Passage du texte:
____
Tout serait peut-être mieux dit si nous Inversions la phrase : c’est la poursuite « hégémonique » du profit, comme il l’a dit plus haut, qui entraîne la course incontrôlée aux innovations les mieux susceptibles d’enrichir ceux qui les mettent sur le marché.
Nous venons d’en voir l’illustration avec l’affaire Altman, le patron d’OpenAI, à qui nous devons ChatGPT, inoubliable tant elle est révélatrice. Mis de côté par ses associés qui lui reprochaient d’aller trop vite pour gagner plus d’argent, il a été réinstallé avec l’aide de Microsoft qui est, aujourd’hui, l’entreprise la plus riche du monde. La quête accélérée de profit s’est imposée à la prudence dans le développement de technologies ultra puissantes dont on ne mesure pas encore bien les risques qu’elles pourraient nous faire courir.
Une tendance si forte qu’elle donne lieu à la naissance qualifiée de « technosécessionisme » par Chem Assayag dans Usbek & Rica. » Un groupe ayant pour objectif de rendre la Silicon Vallée, voire la Californie indépendante des États-Unis ou de créer des îles indépendantes au large des côtes pour échapper aux quelques contraintes mises par les États.
____
Travail demandé:
Rédigez la suite du passage sur la course au profit dans les nouvelles technologies, en reprenant après sa dernière phrase.
____
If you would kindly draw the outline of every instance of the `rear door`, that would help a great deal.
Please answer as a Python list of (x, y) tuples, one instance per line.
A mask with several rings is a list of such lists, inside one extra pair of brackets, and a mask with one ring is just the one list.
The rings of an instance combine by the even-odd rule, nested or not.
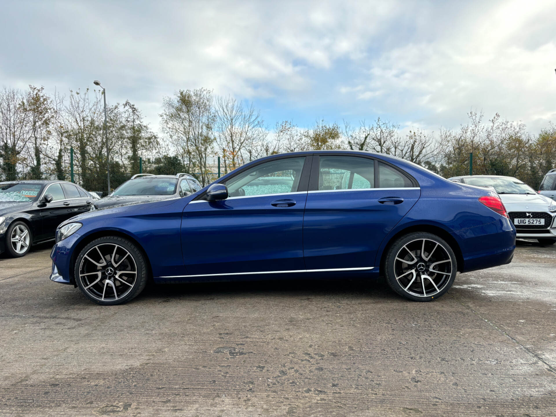
[(303, 220), (306, 269), (374, 266), (381, 242), (420, 196), (414, 180), (386, 163), (315, 155)]
[(539, 187), (539, 192), (553, 200), (556, 200), (556, 172), (547, 174)]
____
Corrigé:
Edgar Morin a le grand mérite de faire figurer science et technologie à côté des guerres et de la crise environnementale dans la polycrise (l’équation complexe) qui caractérise notre époque. Mais il me semble poser le problème à l’envers. Voyons ce qui se passe si nous permutons les points de sa proposition.
Et la tech dans tout ça ?
Je précise, ça n’est pas la tech qui est la cause de tous ces maux auxquels elle contribue.
- L’intelligence artificielle générative n’est qu’une étape dans l’évolution des technologies inventées par les humains, une étape essentielle car elle entraîne toutes les autres. Tech d’utilisation générale (general purpose technology), elle est, en outre susceptible d’acquérir de l’autonomie.
- Pour ces raisons, elle justifie plus encore que toutes les autres, l’intervention d’autorités étatiques ou inter-étatiques et des humains pour les « contenir » de façon urgente.
- Selon la façon dont elle est prise en charge à tous les niveaux (centre de recherche, entreprises, pouvoirs publics, institutions internationales) elle peut contribuer à réduire certains aspects de la crise écologique mais aussi l’aggraver (énergie consommée par les data centres et contribution à une croissance débridée)
- Bien utilisée elle peut même nous aider à gérer la complexité des polycrises en permettant de suivre les interactions entre les différents éléments qui les constituent.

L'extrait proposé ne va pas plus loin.